▶ **What the exercise asks**
In the biography of Howard Rubin below, write out word for word the passage that begins at "- Occupation: Investment" and stops after "banker (born 1955)".

- Born: 1955 (age 70–71) Massachusetts, United States
- Education: Lafayette College (BS) Harvard University (MBA)
- Occupation: Investment banker
- Known for: Contributed to the development of the collateralized mortgage obligation
- Spouse: Mary Henry ​ ​(m. 1985; div. 2021)​
- Children: 3

= Howard Rubin =

American investment banker (born 1955)

Howard Rubin (born 1955) is an American retired investment banker. He gained prominence on Wall Street in the 1980s as a bond trader at Salomon Brothers, where he contributed to the development of the collateralized mortgage obligation (CMO) market and was profiled in Michael Lewis's 1989 book Liar's Poker. Rubin later held senior positions at Merrill Lynch, Bear Stearns, and Soros Fund Management.

In September 2025, a federal grand jury indicted Rubin on charges of sex trafficking, interstate transportation for prostitution, and bank fraud, stemming from allegations of coercing dozens of women into commercial sex acts over a decade.

== Early life and education ==
Rubin was born in 1955 to Leon Rubin and Laura Solomon Rubin. He grew up in Massachusetts as the son of a researcher for Polaroid in Cambridge. He earned a bachelor's degree in chemical engineering from Lafayette College and later obtained a Master of Business Administration degree (MBA) from Harvard Business School.

▶ **Material shown**

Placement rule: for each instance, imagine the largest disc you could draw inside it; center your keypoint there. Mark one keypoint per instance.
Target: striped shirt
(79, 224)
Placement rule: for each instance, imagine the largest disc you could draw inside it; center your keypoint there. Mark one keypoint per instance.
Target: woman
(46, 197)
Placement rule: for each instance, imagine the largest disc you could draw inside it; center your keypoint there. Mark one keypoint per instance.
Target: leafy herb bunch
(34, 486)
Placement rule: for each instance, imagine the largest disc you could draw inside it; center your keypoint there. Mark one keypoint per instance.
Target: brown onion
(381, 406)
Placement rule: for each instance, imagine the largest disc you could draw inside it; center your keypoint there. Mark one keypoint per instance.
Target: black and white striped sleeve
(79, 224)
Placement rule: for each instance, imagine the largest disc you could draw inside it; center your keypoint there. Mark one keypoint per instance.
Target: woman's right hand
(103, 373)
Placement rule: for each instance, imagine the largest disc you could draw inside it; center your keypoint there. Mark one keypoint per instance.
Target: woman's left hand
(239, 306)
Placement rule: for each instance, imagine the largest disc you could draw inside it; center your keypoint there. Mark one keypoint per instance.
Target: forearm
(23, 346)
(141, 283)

▶ **Full output**
- Occupation: Investment banker
- Known for: Contributed to the development of the collateralized mortgage obligation
- Spouse: Mary Henry ​ ​(m. 1985; div. 2021)​
- Children: 3

= Howard Rubin =

American investment banker (born 1955)